• _Work instructions_
Copy the lines below word for word. Begin at the line that contains "Field-scouting task: mark every instance of the wallaby forehead" and stop after the line that contains "point(438, 265)".
========================================================================
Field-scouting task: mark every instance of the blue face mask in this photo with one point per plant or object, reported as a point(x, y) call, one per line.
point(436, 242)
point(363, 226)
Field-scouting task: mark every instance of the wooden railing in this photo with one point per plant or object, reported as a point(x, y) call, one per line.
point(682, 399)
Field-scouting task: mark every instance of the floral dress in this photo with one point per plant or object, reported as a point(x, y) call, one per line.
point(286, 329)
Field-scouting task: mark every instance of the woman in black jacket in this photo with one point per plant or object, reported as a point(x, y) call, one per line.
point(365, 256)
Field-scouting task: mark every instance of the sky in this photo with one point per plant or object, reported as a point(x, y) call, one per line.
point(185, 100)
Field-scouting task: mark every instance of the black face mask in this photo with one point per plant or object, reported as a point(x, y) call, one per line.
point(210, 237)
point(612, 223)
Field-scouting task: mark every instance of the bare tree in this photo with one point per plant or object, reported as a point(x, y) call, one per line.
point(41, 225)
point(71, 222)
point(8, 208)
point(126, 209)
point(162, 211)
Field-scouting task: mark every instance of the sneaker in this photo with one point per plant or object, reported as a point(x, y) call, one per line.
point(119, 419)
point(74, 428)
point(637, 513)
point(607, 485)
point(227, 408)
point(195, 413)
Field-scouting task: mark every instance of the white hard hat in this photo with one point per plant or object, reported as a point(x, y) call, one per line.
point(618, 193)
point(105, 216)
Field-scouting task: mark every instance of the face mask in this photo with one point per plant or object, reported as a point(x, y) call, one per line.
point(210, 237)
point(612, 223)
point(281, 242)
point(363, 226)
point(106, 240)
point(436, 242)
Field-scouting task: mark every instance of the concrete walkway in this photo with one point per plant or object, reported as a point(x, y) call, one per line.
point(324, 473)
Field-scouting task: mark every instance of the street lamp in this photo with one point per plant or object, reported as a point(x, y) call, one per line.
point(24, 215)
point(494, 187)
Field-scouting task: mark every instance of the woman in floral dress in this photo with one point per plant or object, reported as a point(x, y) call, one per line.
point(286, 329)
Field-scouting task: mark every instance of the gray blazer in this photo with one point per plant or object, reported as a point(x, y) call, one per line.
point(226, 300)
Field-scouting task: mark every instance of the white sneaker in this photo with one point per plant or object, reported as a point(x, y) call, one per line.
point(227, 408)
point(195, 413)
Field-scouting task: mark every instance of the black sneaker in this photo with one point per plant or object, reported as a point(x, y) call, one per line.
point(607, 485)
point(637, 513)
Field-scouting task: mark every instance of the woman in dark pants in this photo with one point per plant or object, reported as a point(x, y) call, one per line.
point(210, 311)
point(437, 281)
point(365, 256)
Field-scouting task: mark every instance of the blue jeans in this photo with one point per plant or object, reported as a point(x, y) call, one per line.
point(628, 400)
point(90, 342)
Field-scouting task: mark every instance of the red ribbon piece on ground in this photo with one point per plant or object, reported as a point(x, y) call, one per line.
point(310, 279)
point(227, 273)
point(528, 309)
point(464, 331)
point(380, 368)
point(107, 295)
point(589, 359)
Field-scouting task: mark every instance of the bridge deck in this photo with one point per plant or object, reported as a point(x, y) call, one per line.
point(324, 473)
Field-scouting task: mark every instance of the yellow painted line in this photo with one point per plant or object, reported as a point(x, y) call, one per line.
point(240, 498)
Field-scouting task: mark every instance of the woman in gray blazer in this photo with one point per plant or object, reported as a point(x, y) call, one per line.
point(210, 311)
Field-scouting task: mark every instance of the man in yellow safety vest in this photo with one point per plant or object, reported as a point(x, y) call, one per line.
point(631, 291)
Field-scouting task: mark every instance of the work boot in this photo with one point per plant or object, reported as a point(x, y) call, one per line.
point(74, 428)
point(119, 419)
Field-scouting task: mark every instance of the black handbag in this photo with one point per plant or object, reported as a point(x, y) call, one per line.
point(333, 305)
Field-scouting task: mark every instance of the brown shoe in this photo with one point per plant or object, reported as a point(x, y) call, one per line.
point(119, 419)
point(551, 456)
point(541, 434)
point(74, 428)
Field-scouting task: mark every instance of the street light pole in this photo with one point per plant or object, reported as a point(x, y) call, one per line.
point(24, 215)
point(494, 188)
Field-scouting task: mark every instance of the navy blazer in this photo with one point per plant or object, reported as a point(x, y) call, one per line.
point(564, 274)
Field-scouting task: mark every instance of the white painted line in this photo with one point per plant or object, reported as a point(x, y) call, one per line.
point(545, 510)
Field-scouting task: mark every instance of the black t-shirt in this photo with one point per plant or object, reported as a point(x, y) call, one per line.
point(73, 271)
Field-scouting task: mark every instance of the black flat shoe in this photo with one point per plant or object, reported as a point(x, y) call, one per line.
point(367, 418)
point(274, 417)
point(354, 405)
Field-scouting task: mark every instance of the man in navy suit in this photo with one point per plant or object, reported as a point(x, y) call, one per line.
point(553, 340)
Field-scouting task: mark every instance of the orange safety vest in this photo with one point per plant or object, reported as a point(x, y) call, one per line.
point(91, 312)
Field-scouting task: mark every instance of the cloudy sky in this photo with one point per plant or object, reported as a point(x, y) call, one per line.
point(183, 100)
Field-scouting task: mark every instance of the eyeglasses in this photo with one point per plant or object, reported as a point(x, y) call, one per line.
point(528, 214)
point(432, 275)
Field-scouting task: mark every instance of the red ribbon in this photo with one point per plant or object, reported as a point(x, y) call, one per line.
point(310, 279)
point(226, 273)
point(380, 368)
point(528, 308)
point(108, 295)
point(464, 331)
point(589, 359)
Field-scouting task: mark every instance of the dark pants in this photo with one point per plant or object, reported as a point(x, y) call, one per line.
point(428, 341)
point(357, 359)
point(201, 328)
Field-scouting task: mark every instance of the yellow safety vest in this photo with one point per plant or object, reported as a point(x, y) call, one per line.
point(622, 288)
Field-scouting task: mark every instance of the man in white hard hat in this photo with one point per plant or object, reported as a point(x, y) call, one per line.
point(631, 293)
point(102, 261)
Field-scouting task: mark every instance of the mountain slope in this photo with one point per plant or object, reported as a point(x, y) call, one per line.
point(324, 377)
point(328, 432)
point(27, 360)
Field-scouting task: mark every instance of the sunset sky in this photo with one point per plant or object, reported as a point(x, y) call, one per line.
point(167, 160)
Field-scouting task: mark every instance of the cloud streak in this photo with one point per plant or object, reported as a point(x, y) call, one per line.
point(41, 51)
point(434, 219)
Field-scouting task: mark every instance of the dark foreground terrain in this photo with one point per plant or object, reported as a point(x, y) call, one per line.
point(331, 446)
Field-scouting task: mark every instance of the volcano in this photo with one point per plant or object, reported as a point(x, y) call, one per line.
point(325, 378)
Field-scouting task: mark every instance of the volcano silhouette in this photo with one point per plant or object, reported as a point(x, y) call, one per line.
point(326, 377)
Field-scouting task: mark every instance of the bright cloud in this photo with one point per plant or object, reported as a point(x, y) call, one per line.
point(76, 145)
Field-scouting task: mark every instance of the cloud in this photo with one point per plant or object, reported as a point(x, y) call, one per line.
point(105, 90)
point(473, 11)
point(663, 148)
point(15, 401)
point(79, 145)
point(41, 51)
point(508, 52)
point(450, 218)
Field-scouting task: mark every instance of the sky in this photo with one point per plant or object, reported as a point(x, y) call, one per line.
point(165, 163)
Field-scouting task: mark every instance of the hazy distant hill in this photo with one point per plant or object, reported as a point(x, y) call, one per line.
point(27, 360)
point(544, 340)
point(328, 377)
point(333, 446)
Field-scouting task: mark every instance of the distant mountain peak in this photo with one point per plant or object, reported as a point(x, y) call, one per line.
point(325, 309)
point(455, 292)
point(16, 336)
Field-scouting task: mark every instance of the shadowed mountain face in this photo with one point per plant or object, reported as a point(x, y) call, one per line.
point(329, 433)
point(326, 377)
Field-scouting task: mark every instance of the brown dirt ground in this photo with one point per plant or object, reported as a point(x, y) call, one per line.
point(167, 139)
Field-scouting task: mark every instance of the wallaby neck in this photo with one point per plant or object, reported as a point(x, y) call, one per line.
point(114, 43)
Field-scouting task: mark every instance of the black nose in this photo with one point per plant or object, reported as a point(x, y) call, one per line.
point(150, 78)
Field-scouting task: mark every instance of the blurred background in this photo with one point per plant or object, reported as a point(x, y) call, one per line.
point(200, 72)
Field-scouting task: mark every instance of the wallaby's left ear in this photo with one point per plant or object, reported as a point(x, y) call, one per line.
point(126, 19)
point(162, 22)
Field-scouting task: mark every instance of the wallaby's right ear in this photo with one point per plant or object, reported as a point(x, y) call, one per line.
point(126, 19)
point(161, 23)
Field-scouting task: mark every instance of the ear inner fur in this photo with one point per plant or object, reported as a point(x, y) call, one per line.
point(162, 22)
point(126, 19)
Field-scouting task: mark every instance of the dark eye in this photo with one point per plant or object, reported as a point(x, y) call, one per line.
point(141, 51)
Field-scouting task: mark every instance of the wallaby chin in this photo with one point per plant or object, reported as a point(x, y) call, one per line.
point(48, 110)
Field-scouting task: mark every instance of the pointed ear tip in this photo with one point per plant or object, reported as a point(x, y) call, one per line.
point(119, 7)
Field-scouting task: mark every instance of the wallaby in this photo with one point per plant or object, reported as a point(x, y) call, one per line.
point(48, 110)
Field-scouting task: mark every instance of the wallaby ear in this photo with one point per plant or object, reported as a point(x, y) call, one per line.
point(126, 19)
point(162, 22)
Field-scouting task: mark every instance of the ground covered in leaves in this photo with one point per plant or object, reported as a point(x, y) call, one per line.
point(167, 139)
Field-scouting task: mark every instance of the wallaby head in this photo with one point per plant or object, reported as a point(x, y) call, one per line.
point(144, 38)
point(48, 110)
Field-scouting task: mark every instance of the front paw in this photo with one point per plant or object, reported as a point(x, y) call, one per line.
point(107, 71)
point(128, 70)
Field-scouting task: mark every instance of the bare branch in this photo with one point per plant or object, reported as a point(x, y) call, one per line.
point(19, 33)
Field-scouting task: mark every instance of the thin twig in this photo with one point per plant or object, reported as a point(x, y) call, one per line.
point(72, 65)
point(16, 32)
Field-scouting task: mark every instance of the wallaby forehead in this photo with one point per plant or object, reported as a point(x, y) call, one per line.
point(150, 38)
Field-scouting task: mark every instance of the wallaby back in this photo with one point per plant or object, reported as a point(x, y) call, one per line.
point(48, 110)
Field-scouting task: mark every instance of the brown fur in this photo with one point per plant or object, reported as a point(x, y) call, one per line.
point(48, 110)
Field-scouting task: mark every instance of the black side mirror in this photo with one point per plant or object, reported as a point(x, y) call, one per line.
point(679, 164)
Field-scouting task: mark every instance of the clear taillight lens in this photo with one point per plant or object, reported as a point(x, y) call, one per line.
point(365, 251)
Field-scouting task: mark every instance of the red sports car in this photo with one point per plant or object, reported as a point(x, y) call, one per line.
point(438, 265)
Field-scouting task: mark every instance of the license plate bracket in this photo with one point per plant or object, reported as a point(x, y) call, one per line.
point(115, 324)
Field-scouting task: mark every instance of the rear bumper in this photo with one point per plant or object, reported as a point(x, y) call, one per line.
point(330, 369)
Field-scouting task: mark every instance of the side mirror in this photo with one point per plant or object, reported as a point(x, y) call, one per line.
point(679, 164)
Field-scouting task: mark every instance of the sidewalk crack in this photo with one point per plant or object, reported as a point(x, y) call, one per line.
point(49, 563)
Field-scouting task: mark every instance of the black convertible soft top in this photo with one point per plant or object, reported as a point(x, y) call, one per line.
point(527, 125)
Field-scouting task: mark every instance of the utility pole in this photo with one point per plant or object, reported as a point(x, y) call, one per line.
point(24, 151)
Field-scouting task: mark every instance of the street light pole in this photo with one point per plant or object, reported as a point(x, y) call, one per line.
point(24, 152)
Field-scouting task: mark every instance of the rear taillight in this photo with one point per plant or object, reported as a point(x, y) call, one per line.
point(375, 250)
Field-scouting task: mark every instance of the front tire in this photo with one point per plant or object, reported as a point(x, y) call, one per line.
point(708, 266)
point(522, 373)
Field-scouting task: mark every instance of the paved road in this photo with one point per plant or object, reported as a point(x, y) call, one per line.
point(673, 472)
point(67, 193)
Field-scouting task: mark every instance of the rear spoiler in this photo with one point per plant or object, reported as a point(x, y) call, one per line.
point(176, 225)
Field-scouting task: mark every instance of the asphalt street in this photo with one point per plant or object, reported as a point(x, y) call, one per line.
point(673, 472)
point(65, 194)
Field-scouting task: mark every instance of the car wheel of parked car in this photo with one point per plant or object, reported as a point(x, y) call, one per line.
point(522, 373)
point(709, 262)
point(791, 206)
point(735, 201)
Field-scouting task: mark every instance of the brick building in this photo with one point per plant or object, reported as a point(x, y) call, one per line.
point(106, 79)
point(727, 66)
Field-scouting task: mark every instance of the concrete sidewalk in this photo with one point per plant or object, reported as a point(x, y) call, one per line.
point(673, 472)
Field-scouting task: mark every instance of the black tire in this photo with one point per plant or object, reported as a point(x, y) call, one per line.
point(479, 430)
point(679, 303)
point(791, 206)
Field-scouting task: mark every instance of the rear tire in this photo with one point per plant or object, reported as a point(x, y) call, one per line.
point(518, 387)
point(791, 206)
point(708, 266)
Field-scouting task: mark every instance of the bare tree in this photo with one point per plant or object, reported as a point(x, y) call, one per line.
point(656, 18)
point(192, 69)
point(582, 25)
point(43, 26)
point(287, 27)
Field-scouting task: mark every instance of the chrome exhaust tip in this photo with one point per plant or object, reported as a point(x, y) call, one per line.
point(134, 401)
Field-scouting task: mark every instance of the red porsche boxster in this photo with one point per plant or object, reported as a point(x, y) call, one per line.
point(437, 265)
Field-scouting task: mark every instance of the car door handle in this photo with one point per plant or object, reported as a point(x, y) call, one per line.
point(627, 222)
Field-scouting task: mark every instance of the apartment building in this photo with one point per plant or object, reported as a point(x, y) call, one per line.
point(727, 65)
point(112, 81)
========================================================================
• _Solution to this exercise_
Field-scouting task: mark every instance of the wallaby forehead in this photo with one point per plant or object, reported as a point(x, y) call, one per line.
point(150, 38)
Field-scouting task: mark every instance of the wallaby back in this photo with one point per plant or object, reported as a point(x, y) call, one per line.
point(48, 110)
Field-scouting task: mark every instance of the brown fur in this photo with one point per plant or object, reported as a point(x, y) call, one per line.
point(48, 110)
Field-scouting task: mark every instance of the black side mirror in this photo with one point per plant or object, reported as a point(x, y) call, one per line.
point(679, 164)
Field-scouting task: mark every instance of the clear taillight lens in this photo with one point per plant or object, reported as a point(x, y) call, one per line.
point(365, 251)
Field-scouting task: mark every instance of the red sports car in this photo with one point per plant or object, reported as a point(x, y) call, one per line.
point(438, 265)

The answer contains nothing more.